Challenges –
1 - Decide whether each statement agrees with the passage on ELM suppression below, answering yes or no and quoting the words of the passage that settle it. (a) KSTAR relied on a resonant n = 1 perturbation. (b) JET used an n = 3 perturbation. (c) The remaining small ELMs in those experiments cause a large ELM energy loss.
2 - In the passage on ELM suppression below, what is the internal off mid-plane coil set at AUG called?
3 - Please summarize the passage on ELM suppression below in two sentences.

Passage –
========================

Lower divertor \( D_{\alpha } \) signals showing the ELM characteristics in similar ISS plasmas with n = 3 I-coil currents of a 6.3 kA, b 4.0 kA and c 0 kA. Pedestal profiles showing the d density, e ion temperature, f electron temperature, g absolute value of the total pressure gradient and h C6 + toroidal rotation for the three I-coil currents (6.3, 4.0 and 0 kA) shown in a, b and c. From [109]

Suppression of Type-I ELMs has also been established at high collisionality in many other devices, including AUG using an internal off mid-plane coil set (called B-coils) [110], KSTAR using a resonant n = 1 perturbation [111], and JET with the ITER-like wall (ILW) and an n = 2 perturbation [112]. The remaining small ELMs observed in those experiments have negligible ELM energy loss and ELM-peak heat flux onto the divertor plates.

========================

Data lines –
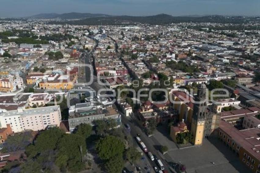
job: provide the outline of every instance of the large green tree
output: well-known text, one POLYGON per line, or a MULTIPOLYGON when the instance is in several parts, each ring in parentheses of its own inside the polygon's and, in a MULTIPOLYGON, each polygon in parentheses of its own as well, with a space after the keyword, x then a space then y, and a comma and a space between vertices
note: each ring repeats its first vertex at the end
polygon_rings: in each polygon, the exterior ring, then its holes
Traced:
POLYGON ((77 129, 76 134, 85 138, 88 138, 92 132, 92 126, 87 124, 81 124, 77 129))
POLYGON ((96 145, 99 157, 108 160, 113 157, 122 156, 124 150, 124 145, 119 138, 108 136, 100 139, 96 145))
POLYGON ((142 155, 141 153, 137 151, 136 149, 131 147, 126 150, 125 156, 128 160, 132 164, 139 160, 142 155))
POLYGON ((220 81, 211 80, 210 81, 210 84, 208 87, 210 90, 217 88, 223 88, 223 83, 220 81))
POLYGON ((109 173, 120 173, 124 167, 124 163, 121 156, 114 156, 106 163, 105 167, 109 173))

========================

Task solutions –
1 -
(a) Yes: "KSTAR using a resonant n = 1 perturbation"
(b) No: "JET with the ITER-like wall (ILW) and an n = 2 perturbation"
(c) No: "have negligible ELM energy loss and ELM-peak heat flux onto the divertor plates"

2 - B-coils.

3 - A figure shows lower divertor \( D_{\alpha } \) signals and pedestal profiles for similar ISS plasmas with n = 3 I-coil currents of 6.3, 4.0 and 0 kA. Suppression of Type-I ELMs at high collisionality has also been established in AUG, KSTAR and JET, and the remaining small ELMs have negligible energy loss and peak heat flux onto the divertor plates.